▸ **LISTA DE TAREFAS**
(a) Responda a estas perguntas com base no texto:
(i) Segundo o ponto 6.ª, que situações acautelava o regime legal anterior?
(ii) Em que artigo da Lei n.º 42/2005 está o compromisso de aprovar medidas?
(iii) Há quanto tempo é seguida a prática de organizar os escritórios para o novo ano?
(b) Repita, sem qualquer alteração, o trecho do texto que vai de "6.ª - Quem consegue" até "nesses períodos ?", inclusive.
++++ TEXTO DE ORIGEM
6.ª - Quem consegue compreender que se façam alterações a um regime legal que funcionava bem há tantos anos e que acautelava as situações em que os próprios utentes da justiça estão de férias, não os obrigando a comparecer nesses períodos ?

7.ª - Quem assumiu o compromisso de aprovar medidas até à entrada em vigor da Lei n.º 42/2005 (artigo 8.º da mesma lei) e, até à presente data, ainda nada fez, o que pode colocar em dúvida a própria vigência desta ?

8.ª - Como vão os escritórios dos senhores advogados e solicitadores garantir as férias a que têm direito os próprios e os respectivos funcionários e, ao mesmo tempo, permitir a organização daqueles espaços para o novo ano que se inicia (prática seguida há décadas) ?
++++++++
++++ DADOS FORNECIDOS
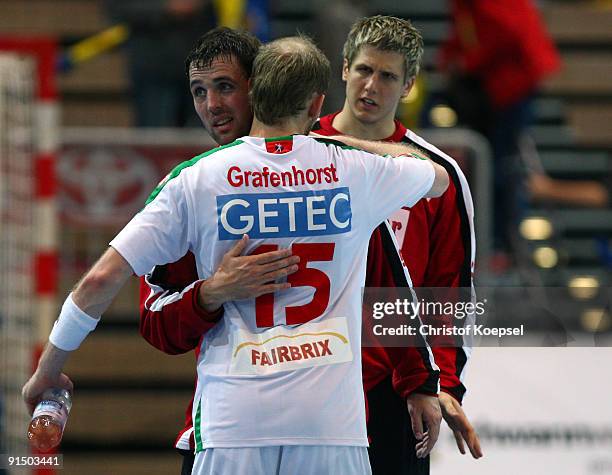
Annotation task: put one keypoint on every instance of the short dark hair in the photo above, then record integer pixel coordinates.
(286, 74)
(225, 43)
++++++++
▸ **SOLUÇÕES**
(a)
(i) As situações em que os próprios utentes da justiça estão de férias.
(ii) No artigo 8.º.
(iii) Há décadas.

(b)
6.ª - Quem consegue compreender que se façam alterações a um regime legal que funcionava bem há tantos anos e que acautelava as situações em que os próprios utentes da justiça estão de férias, não os obrigando a comparecer nesses períodos ?